*** Available data

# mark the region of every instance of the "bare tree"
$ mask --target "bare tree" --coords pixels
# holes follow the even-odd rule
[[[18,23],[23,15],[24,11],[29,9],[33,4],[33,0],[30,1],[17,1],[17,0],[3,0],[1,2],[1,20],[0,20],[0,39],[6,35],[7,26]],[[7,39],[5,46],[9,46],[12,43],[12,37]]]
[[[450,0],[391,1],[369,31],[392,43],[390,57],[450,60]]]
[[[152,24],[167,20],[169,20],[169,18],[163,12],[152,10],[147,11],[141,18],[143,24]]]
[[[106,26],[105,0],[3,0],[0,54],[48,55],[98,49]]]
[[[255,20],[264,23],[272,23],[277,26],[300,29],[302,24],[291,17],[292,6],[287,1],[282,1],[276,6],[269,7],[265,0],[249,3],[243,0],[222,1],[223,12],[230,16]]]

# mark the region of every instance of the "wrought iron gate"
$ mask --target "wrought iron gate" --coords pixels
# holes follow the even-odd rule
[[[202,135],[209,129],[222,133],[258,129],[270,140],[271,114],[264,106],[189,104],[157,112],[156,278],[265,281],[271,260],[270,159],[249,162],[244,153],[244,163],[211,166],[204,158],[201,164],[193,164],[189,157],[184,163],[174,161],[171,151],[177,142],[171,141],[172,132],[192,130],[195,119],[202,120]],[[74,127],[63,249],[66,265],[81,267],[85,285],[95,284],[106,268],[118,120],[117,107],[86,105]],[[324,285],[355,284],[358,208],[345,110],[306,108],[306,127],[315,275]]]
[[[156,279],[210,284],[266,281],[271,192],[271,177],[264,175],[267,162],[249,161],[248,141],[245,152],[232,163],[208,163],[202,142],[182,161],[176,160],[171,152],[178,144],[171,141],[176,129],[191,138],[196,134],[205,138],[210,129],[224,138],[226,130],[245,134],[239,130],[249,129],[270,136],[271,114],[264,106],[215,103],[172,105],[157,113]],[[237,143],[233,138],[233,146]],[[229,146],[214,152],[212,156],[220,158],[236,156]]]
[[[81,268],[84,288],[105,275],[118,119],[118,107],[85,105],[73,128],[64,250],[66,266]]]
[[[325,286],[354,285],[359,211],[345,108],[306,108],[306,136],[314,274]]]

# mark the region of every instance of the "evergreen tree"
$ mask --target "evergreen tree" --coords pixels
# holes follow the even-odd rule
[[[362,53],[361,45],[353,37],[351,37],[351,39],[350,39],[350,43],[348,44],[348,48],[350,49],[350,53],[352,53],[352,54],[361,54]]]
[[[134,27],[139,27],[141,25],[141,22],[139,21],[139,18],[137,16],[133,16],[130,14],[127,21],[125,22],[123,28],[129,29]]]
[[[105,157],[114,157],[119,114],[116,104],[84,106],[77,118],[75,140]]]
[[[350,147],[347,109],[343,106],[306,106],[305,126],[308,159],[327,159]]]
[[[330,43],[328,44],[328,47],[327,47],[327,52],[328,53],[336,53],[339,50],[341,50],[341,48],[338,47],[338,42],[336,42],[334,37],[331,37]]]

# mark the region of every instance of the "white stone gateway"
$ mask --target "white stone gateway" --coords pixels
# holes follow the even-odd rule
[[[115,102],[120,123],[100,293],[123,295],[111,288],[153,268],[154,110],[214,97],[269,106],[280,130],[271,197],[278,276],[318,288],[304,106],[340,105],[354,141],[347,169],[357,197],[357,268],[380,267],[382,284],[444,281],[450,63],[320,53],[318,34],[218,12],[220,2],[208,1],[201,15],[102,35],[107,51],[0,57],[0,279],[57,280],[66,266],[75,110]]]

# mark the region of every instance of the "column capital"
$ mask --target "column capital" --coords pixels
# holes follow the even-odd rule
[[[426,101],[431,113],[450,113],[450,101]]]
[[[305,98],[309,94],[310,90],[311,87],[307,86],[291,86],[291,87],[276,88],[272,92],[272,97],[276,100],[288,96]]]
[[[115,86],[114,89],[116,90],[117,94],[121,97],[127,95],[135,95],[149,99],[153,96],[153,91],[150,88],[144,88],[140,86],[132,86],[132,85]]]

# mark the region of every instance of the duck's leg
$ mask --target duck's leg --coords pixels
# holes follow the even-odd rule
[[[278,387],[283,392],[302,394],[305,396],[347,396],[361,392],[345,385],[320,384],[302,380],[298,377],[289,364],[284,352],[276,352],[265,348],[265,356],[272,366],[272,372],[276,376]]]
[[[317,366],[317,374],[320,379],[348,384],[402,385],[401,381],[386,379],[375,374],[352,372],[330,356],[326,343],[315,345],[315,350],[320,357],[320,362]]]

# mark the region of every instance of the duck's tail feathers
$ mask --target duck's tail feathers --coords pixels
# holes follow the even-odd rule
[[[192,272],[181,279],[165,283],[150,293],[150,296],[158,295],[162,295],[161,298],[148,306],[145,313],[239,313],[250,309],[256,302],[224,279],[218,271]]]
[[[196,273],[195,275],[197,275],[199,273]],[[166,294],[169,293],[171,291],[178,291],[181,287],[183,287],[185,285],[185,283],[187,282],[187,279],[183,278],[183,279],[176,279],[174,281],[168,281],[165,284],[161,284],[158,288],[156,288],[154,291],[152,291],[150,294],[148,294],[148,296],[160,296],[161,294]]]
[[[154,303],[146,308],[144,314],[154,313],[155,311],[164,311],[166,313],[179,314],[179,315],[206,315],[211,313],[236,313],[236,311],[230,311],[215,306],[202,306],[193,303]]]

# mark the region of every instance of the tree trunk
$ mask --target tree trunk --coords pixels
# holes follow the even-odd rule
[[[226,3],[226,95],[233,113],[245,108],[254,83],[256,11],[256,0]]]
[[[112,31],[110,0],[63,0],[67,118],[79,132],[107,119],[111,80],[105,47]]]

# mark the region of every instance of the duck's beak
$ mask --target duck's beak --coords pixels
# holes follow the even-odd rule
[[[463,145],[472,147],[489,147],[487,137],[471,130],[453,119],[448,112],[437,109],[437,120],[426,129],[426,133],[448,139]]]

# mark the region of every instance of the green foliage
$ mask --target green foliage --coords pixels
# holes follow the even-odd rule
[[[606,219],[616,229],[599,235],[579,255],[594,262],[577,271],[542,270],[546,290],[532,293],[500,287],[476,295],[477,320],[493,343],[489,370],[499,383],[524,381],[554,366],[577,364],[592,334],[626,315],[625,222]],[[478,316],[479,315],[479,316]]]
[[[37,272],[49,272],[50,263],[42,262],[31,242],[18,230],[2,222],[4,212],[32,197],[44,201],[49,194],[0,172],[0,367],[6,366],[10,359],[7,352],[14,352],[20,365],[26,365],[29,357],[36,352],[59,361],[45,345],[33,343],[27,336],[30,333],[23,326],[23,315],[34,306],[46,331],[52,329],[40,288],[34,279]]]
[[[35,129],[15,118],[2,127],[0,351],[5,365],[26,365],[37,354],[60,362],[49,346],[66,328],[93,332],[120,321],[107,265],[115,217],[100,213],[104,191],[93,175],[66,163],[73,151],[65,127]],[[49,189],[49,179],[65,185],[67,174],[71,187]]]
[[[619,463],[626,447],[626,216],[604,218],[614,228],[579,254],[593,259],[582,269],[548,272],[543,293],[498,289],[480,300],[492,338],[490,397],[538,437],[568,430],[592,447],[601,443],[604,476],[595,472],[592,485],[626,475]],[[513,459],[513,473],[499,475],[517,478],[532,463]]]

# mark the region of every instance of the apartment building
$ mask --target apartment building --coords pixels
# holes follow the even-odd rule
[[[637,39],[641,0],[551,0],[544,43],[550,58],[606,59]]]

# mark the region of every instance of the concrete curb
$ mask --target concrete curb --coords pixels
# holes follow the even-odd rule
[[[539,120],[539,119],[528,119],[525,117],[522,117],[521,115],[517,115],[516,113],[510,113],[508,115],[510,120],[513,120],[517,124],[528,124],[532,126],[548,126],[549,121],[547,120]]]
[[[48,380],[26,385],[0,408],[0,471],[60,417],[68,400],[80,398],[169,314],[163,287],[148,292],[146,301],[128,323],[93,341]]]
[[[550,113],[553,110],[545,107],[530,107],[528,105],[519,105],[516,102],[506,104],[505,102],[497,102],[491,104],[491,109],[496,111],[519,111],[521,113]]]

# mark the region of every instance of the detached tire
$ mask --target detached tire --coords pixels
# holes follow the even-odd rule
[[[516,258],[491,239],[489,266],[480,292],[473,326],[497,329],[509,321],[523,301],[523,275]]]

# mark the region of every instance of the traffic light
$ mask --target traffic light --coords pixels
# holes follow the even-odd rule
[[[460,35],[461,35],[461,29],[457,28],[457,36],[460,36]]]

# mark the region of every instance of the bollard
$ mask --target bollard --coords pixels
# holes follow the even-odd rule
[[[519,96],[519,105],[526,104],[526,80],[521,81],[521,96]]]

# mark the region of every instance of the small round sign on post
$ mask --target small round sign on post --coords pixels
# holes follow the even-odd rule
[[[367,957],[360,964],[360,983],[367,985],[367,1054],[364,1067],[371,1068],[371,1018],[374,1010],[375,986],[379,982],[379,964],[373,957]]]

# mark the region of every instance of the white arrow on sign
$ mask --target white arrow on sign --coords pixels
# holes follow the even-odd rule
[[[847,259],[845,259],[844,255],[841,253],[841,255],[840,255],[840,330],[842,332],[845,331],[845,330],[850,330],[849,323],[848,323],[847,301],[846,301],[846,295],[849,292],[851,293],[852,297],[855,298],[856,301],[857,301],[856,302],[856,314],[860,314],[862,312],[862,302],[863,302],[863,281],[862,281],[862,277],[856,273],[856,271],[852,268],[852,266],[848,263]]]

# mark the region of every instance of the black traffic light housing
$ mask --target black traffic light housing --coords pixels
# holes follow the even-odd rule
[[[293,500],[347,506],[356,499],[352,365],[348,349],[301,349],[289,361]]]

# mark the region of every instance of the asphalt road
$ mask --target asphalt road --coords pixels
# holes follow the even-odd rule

******

> The problem:
Please output the line that contains "light --coords pixels" and every line after it in the entries above, exactly, and nothing more.

> Exercise output:
$ mask --target traffic light --coords pixels
# holes follow the even-odd rule
[[[460,35],[461,35],[461,29],[457,28],[457,36],[460,36]]]

# mark the region of every instance of the bollard
$ mask --target bollard --coords pixels
# holes follow the even-odd rule
[[[519,96],[519,105],[526,104],[526,80],[521,81],[521,96]]]

# mark the region of every instance of the small round sign on post
$ mask --target small round sign on post --coords pixels
# holes follow the even-odd rule
[[[367,957],[360,964],[360,983],[367,985],[367,1054],[364,1067],[371,1068],[371,1018],[374,1010],[375,986],[379,982],[379,964],[373,957]]]

# mark the region of every instance of the white arrow on sign
$ mask --target white arrow on sign --coords pixels
# holes follow the even-odd rule
[[[847,259],[845,259],[844,255],[841,253],[841,255],[840,255],[840,330],[842,332],[845,331],[845,330],[850,330],[849,323],[848,323],[847,301],[846,301],[846,295],[849,292],[851,293],[852,297],[855,298],[856,301],[857,301],[856,302],[856,314],[860,314],[862,312],[862,302],[863,302],[863,281],[862,281],[862,277],[856,273],[856,271],[852,268],[852,266],[848,263]]]

# mark the region of every instance of the black traffic light housing
$ mask --target black traffic light housing --coords pixels
# holes follow the even-odd rule
[[[293,500],[347,506],[356,499],[352,365],[348,349],[301,349],[289,361]]]

# mark the region of every instance of the asphalt road
$ mask --target asphalt road --coords pixels
# holes follow the even-odd rule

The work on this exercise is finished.